- [PROBLEM DESCRIPTION]:
Please gather every line of the data below that contains the word "water". Copy each one.

[Records from a data source]
--

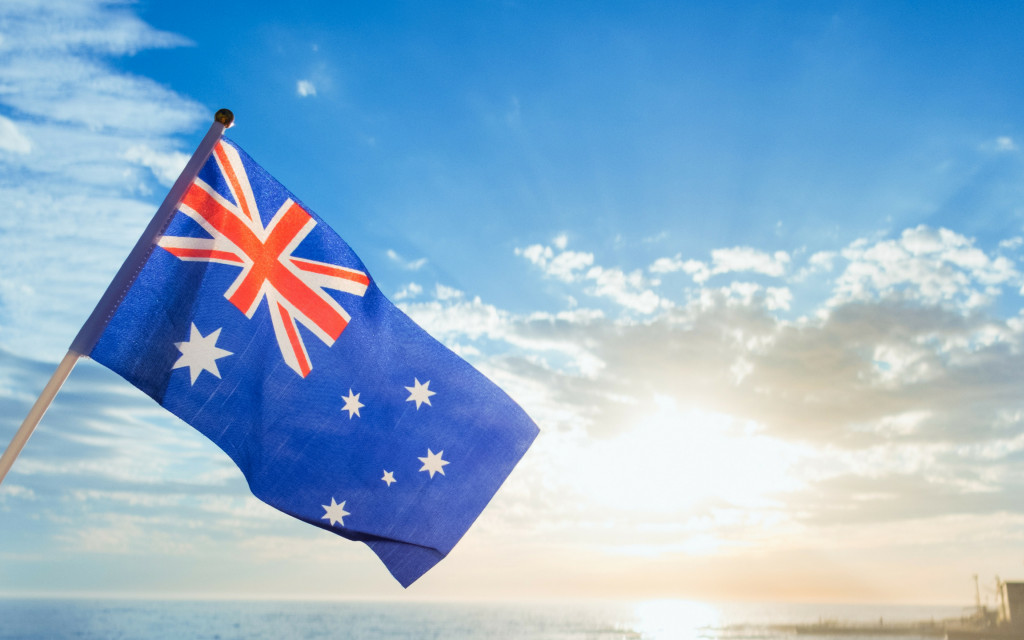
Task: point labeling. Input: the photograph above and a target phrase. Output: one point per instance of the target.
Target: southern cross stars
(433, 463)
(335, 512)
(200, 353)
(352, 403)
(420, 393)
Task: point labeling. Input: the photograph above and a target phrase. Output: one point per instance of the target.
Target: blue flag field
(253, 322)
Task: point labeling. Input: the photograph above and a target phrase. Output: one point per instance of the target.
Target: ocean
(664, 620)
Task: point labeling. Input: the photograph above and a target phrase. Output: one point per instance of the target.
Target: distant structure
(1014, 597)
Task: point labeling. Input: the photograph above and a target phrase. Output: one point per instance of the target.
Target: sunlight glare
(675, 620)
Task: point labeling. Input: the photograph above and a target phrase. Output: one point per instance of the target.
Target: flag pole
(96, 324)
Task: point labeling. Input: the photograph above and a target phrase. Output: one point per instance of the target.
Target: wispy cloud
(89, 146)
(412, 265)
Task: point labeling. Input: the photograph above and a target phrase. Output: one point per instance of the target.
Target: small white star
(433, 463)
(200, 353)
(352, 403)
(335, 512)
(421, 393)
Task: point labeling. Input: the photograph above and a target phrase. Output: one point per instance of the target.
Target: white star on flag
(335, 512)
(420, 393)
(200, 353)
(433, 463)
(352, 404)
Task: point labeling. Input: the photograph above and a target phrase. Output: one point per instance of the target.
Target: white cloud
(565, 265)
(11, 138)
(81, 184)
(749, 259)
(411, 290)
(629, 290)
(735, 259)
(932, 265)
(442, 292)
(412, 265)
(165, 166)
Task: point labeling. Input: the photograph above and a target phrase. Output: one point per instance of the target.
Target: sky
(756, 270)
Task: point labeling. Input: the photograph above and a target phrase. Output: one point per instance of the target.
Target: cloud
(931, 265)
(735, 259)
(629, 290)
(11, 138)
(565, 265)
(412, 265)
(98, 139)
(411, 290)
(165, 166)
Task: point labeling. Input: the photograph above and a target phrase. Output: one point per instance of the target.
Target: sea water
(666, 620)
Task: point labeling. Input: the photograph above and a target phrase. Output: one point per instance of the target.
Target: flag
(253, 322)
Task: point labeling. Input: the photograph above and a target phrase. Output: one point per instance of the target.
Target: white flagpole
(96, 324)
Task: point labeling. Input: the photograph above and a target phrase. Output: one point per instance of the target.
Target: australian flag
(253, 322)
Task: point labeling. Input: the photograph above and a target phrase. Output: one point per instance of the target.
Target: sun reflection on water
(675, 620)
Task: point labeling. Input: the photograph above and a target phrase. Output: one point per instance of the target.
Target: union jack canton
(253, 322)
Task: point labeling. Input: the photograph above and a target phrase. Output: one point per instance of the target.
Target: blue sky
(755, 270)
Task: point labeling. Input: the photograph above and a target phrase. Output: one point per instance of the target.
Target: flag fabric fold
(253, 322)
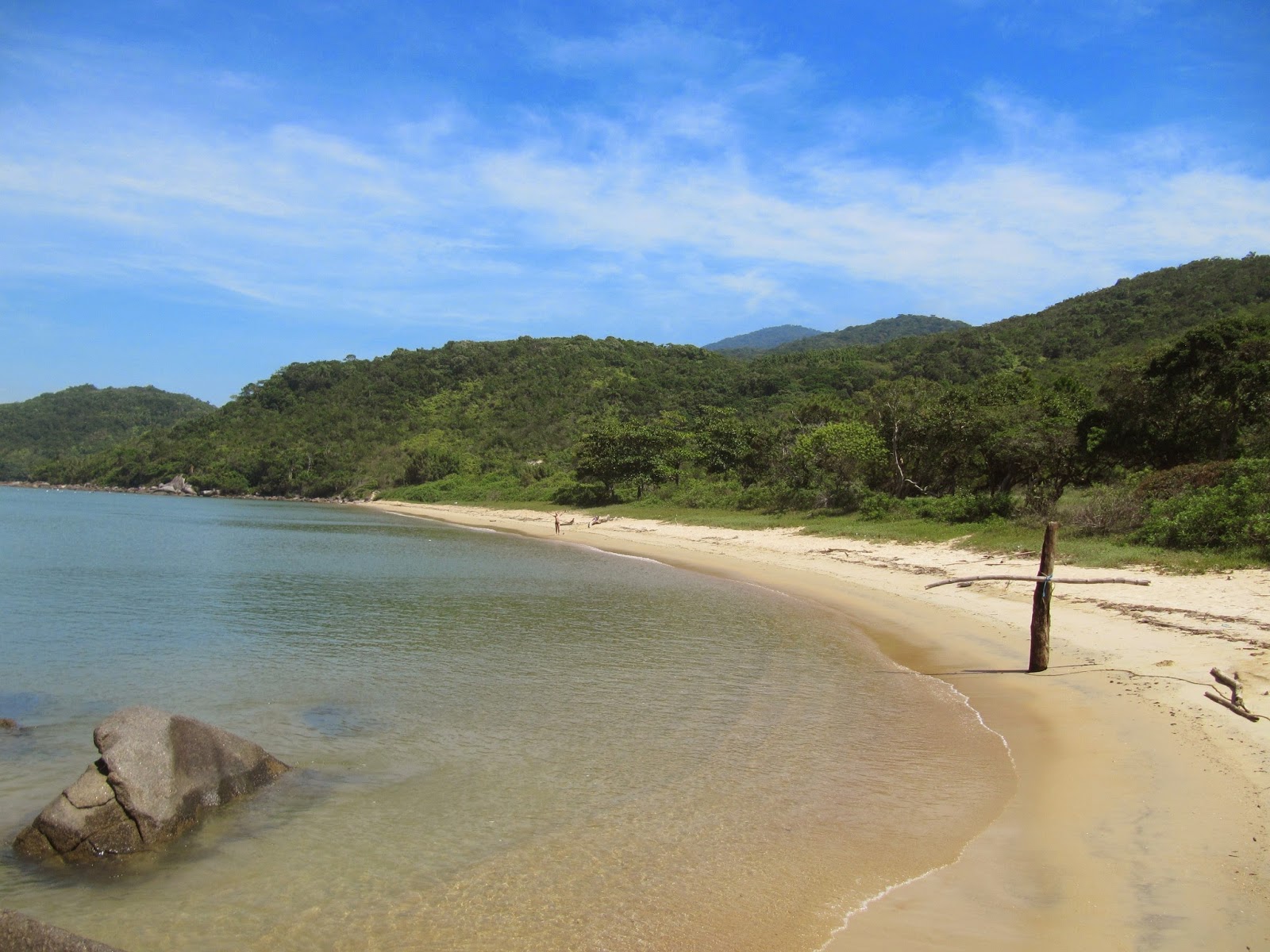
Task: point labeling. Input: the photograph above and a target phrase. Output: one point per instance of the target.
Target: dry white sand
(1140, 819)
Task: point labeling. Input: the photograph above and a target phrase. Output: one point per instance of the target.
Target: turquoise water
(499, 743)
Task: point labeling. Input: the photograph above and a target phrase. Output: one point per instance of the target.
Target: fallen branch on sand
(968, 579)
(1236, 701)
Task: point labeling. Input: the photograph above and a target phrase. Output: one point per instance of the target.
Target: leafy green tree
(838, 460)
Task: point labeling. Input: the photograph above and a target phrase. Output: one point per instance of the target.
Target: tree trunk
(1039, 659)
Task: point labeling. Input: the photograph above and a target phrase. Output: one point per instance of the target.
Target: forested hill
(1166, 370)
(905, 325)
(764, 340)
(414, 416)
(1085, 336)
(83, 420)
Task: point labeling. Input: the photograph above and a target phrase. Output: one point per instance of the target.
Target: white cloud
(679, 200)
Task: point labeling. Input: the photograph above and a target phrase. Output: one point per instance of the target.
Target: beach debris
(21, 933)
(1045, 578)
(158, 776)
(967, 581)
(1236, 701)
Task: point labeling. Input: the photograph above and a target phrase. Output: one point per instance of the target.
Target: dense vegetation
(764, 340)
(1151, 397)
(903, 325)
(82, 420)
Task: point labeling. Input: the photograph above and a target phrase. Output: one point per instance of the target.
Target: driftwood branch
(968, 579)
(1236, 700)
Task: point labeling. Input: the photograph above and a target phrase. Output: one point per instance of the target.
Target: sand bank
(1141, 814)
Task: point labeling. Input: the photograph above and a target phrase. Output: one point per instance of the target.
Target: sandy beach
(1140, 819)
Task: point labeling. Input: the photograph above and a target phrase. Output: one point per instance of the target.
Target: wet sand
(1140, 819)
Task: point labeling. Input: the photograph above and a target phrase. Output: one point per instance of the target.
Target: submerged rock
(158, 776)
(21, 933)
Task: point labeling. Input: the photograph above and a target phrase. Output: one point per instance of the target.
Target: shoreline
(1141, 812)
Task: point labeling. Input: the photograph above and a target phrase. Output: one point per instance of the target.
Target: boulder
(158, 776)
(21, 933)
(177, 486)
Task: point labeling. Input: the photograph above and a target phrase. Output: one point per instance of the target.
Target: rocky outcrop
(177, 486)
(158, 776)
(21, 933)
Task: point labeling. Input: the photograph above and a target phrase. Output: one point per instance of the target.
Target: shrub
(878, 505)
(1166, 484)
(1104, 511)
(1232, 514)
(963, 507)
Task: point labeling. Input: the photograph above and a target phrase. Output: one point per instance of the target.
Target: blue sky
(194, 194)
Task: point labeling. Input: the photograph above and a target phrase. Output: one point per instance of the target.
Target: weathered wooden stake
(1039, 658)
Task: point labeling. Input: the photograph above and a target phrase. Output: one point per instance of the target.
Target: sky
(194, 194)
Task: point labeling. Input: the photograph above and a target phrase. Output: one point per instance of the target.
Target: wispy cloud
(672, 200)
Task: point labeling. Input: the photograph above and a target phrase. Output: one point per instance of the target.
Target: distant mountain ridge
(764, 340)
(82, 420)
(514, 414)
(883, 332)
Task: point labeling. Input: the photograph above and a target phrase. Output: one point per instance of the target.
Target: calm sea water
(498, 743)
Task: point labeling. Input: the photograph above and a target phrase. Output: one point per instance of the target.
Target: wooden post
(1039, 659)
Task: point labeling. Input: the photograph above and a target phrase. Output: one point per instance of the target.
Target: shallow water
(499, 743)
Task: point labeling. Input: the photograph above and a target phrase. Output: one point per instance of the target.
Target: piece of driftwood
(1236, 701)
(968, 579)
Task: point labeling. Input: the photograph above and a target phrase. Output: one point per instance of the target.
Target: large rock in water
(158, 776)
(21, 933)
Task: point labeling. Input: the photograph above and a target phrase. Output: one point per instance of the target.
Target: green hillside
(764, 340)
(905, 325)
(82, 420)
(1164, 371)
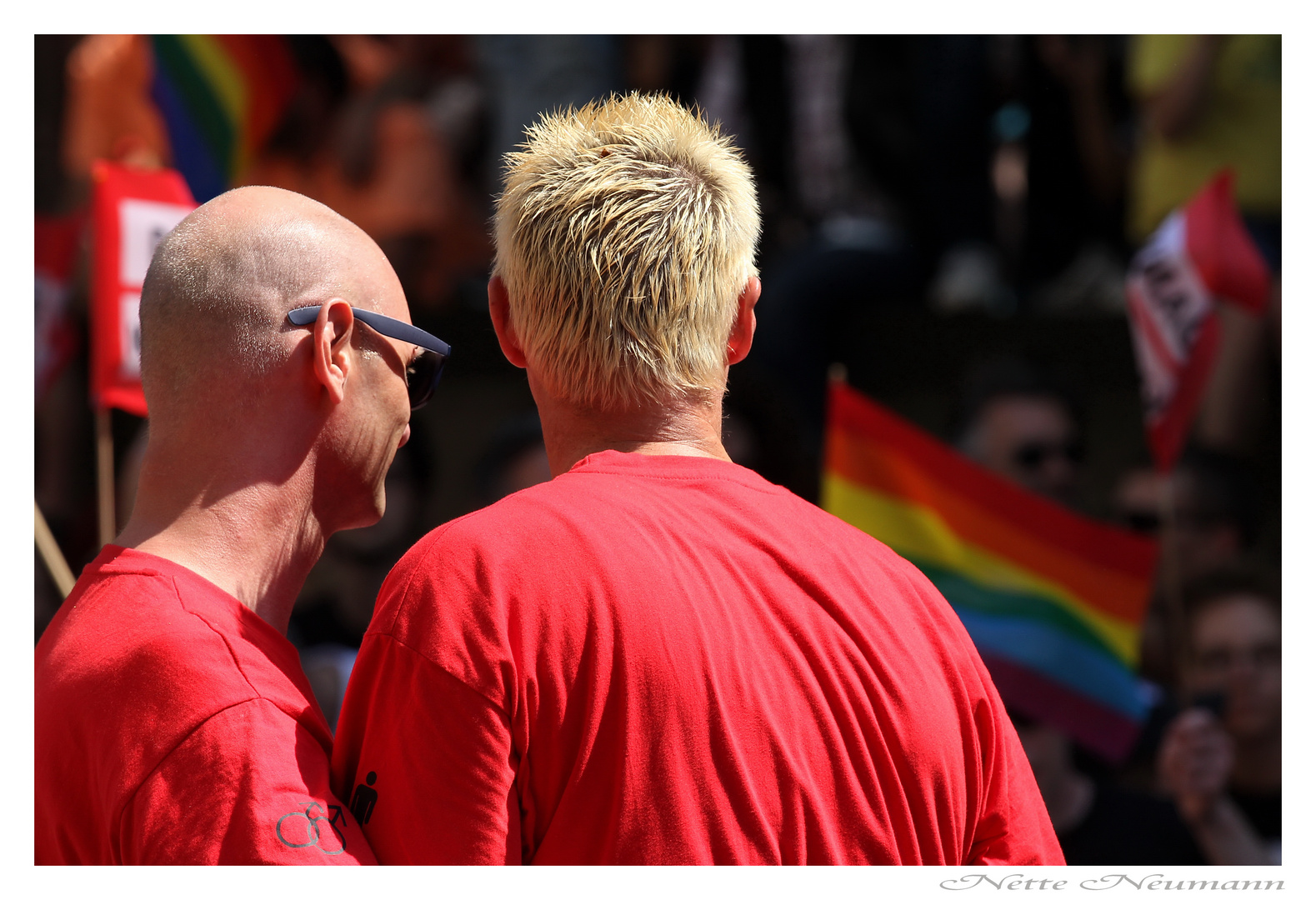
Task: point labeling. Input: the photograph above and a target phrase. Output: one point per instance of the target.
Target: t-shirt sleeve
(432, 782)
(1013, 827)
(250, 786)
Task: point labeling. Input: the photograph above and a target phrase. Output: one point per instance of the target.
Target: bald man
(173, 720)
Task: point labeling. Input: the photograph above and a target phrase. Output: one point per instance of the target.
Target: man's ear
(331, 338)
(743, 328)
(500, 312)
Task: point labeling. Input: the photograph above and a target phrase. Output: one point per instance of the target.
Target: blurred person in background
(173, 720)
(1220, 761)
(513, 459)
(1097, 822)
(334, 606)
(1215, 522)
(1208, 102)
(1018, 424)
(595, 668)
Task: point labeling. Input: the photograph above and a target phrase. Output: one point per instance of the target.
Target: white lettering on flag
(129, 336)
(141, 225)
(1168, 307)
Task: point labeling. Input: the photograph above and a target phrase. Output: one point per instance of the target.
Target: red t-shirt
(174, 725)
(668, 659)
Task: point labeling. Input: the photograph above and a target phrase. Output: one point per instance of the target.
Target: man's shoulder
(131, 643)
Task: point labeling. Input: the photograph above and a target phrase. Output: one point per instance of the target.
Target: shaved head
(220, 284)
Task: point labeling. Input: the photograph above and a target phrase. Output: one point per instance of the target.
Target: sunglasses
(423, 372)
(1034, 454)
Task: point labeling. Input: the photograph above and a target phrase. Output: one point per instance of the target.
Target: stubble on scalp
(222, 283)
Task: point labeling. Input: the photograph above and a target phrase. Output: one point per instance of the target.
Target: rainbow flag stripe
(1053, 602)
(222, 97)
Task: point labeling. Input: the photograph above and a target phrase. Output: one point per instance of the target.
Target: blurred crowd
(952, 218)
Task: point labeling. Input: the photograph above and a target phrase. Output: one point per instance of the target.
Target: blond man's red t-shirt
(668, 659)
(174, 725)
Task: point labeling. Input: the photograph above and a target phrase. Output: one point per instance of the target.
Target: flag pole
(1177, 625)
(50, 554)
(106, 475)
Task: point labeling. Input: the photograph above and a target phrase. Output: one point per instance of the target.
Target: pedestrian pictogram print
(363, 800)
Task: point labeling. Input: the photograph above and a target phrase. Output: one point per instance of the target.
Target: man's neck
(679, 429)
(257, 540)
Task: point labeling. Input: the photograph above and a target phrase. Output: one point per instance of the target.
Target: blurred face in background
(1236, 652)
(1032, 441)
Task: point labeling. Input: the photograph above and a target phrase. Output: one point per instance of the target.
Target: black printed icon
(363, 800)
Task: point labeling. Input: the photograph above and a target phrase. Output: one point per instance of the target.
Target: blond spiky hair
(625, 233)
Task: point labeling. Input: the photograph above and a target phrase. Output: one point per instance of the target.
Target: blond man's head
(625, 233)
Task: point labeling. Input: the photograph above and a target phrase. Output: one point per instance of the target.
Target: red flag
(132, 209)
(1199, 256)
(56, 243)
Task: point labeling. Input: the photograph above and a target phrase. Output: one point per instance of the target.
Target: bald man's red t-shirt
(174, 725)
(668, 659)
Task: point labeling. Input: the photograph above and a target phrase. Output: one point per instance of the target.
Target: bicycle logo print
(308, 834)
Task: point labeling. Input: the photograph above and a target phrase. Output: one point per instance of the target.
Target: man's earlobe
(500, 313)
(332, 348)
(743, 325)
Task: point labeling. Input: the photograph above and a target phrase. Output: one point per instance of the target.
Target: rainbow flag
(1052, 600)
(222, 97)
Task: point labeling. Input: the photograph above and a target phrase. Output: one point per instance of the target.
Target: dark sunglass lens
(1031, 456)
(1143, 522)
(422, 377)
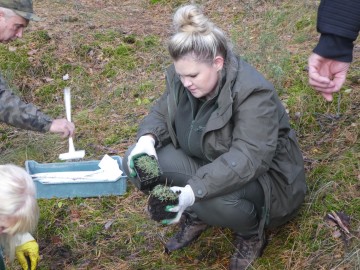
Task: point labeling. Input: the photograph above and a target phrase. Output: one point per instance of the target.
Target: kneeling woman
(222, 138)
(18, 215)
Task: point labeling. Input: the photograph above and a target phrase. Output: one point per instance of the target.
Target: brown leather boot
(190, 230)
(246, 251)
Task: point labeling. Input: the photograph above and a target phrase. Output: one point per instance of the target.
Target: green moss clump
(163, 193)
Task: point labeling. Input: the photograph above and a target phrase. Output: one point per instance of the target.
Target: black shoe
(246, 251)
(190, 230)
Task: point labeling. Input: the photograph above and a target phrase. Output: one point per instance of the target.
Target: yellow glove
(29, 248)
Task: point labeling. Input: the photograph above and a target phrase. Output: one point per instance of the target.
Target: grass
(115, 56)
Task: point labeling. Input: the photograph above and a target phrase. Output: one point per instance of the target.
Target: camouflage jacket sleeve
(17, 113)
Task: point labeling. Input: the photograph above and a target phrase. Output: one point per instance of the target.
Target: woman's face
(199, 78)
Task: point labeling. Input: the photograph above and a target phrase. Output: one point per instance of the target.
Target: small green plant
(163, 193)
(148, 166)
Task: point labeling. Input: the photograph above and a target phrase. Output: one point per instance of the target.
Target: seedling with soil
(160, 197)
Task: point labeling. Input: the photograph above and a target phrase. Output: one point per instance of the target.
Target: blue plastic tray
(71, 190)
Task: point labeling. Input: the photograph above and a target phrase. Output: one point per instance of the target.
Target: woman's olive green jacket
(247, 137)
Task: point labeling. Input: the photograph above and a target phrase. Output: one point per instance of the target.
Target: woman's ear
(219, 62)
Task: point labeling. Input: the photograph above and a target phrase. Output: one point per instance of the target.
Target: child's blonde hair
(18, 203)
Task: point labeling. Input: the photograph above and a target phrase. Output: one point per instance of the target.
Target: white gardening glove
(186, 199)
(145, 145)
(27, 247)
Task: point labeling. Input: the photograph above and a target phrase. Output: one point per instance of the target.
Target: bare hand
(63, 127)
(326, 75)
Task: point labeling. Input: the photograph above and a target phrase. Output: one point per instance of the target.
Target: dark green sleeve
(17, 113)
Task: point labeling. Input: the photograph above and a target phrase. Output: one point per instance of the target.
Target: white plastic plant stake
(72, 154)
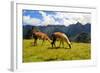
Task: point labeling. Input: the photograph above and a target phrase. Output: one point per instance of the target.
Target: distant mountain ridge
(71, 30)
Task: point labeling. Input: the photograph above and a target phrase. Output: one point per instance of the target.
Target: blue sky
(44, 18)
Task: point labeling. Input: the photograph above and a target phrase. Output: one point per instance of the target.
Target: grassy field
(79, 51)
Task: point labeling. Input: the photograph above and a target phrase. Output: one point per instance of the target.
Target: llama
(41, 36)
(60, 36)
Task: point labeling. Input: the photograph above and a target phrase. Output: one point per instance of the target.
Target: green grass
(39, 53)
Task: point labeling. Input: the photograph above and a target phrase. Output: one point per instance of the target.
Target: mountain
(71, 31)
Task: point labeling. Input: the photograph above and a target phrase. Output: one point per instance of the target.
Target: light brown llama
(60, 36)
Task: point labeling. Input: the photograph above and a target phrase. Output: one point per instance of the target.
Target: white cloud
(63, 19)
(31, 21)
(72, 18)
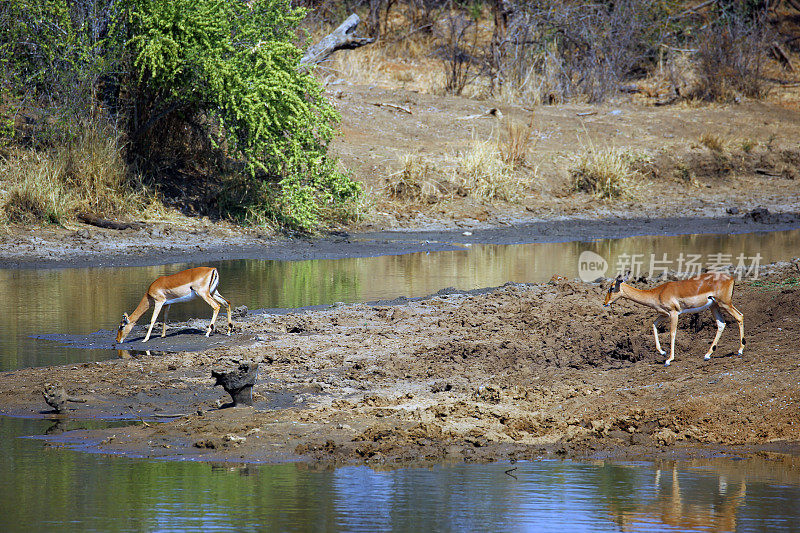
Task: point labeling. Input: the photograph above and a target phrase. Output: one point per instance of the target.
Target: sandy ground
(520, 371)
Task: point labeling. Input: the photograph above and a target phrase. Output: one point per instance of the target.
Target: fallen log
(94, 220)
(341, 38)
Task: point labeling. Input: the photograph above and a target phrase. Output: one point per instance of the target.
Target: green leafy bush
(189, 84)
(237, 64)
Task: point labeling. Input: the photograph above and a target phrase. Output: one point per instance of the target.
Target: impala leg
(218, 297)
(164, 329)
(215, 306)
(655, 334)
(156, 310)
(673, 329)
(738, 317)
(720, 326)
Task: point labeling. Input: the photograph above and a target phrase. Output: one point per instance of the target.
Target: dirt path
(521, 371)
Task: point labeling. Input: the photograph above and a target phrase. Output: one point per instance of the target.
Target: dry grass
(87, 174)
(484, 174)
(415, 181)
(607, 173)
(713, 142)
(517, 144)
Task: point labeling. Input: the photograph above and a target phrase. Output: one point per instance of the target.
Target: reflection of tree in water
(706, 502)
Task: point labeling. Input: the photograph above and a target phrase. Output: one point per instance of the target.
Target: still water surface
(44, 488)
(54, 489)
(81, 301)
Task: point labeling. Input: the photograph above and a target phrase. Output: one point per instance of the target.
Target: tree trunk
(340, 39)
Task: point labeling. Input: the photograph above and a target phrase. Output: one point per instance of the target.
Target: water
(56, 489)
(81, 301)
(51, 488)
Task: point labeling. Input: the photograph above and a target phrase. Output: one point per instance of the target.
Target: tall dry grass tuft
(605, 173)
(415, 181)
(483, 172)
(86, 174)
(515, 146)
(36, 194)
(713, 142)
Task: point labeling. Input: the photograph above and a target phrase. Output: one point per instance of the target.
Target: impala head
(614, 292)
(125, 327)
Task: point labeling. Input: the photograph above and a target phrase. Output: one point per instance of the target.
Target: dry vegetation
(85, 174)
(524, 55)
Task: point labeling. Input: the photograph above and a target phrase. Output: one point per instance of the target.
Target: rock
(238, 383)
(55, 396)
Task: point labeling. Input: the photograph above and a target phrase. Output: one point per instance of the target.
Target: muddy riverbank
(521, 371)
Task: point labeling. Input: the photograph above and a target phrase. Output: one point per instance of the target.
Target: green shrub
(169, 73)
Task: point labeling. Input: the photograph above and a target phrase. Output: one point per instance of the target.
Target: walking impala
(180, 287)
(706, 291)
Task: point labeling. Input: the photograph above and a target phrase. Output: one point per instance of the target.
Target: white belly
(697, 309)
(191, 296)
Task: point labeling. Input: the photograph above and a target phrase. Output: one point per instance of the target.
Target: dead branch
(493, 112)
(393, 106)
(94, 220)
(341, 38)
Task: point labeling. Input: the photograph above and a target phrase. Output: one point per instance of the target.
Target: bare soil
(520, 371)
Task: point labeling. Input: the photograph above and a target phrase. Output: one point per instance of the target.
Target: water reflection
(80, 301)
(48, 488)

--

- [CORRECT RESPONSE]:
Target: sea water
Target: sun reflection on water
Target: turquoise water
Target: calm sea water
Target: shallow water
Target: large rock in water
Target: reflection of tree in water
Target: still water surface
Target: water
Target: water reflection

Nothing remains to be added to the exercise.